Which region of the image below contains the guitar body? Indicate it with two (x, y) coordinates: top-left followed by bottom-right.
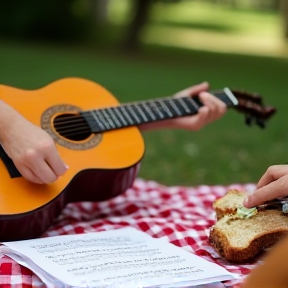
(0, 78), (145, 241)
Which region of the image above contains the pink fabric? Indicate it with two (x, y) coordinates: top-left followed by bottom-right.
(0, 179), (256, 288)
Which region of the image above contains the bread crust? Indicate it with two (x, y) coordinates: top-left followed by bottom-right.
(209, 227), (288, 263)
(209, 189), (288, 263)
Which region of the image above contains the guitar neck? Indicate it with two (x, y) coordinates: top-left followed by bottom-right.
(81, 88), (238, 133)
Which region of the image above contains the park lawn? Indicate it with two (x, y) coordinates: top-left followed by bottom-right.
(0, 41), (288, 185)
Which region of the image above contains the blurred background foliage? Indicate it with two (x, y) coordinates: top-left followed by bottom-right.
(0, 0), (288, 185)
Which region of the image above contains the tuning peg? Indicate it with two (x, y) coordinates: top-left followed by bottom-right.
(245, 114), (253, 126)
(256, 118), (266, 129)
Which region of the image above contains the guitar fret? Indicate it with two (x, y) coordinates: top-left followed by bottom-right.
(147, 101), (164, 119)
(120, 106), (135, 125)
(134, 104), (149, 122)
(178, 98), (191, 114)
(90, 110), (109, 130)
(168, 99), (182, 116)
(125, 105), (141, 124)
(105, 108), (122, 128)
(142, 102), (157, 121)
(99, 109), (116, 128)
(112, 107), (128, 126)
(162, 100), (174, 118)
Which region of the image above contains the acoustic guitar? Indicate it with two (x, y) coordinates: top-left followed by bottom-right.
(0, 78), (275, 241)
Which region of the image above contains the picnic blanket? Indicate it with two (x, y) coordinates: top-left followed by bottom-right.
(0, 179), (256, 288)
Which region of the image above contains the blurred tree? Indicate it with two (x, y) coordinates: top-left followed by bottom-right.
(123, 0), (181, 53)
(281, 0), (288, 39)
(90, 0), (109, 25)
(123, 0), (153, 52)
(0, 0), (91, 41)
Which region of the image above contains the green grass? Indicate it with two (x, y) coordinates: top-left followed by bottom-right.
(0, 1), (288, 185)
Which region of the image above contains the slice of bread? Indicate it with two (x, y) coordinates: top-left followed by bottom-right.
(213, 189), (246, 220)
(209, 190), (288, 263)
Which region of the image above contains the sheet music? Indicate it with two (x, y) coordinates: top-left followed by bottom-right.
(0, 228), (236, 288)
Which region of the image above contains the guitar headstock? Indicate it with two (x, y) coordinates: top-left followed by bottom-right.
(231, 90), (276, 128)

--- WHAT IS REQUIRED ---
Copy every entry above word for word, leaving out the picture.

--- RESULT OF THE TASK ---
Which region of the image below contains the guitar body? Indicate it with two (x, y) coordinates: top-left followed by bottom-right.
(0, 78), (145, 241)
Which region of the image above contains the pink fabric? Indicate it with two (x, y) coordinates: top-left followed by bottom-right.
(0, 179), (256, 288)
Which region of the image above contains the bread crust? Indicate it with two (x, y) coordinates: top-left followed by bottom-right.
(209, 227), (288, 263)
(209, 189), (288, 263)
Which region of the image above contains the guitar neck? Indicate it with two (x, y) coordinates: top-left followed by bottom-right.
(81, 88), (238, 133)
Which region of the image above contains the park lawn? Indicate it with two (x, y) coordinates: top-left followed by bottom-right.
(0, 41), (288, 185)
Which region of the image above contains the blurred background foliage? Indicate it with two (x, y) coordinates: top-left followed by bottom-right.
(0, 0), (288, 185)
Which region of the image above contains the tuning peg? Indicate it with two (x, y) coordinates: top-left followed by bottom-right.
(245, 114), (253, 126)
(256, 118), (266, 129)
Which region of the image above contains the guitar fret? Indicate it with two (x, y) coordinates: top-left followed by bottom-right.
(147, 101), (164, 119)
(120, 106), (135, 125)
(134, 104), (149, 122)
(178, 98), (191, 114)
(90, 110), (109, 130)
(168, 99), (182, 116)
(125, 105), (141, 124)
(105, 108), (122, 128)
(142, 102), (157, 121)
(99, 109), (116, 128)
(112, 107), (128, 126)
(162, 100), (174, 118)
Which region of the image above contains the acoustic guitar? Indicate it with two (x, y) coordinates: top-left followed by bottom-right.
(0, 78), (275, 241)
Which region of the image above contains the picnic blanket? Indicate it with two (x, y) coordinates: top-left followed by bottom-right.
(0, 179), (256, 288)
Which region of the image above contains the blurred tree? Indicate it with two (x, y) coordinates: top-left followed by bottom-right.
(123, 0), (181, 53)
(281, 0), (288, 39)
(90, 0), (109, 25)
(123, 0), (153, 52)
(0, 0), (91, 41)
Which region of the image above contains the green grass? Indicate it with two (x, y) coordinates: top-left followed by bottom-right.
(0, 1), (288, 185)
Which region of the image above contains the slice of bread? Indicate it with two (x, y) coordinates: top-left followed by bottom-right.
(213, 189), (246, 220)
(209, 190), (288, 263)
Which region of the image above contains the sheet music? Indicate it with two (x, y) coordinates: top-left followed by bottom-right.
(0, 228), (236, 288)
Which region of the image above contains the guitar headstock? Indicate it with two (x, y) coordinates: top-left followed by bottom-right.
(231, 90), (276, 128)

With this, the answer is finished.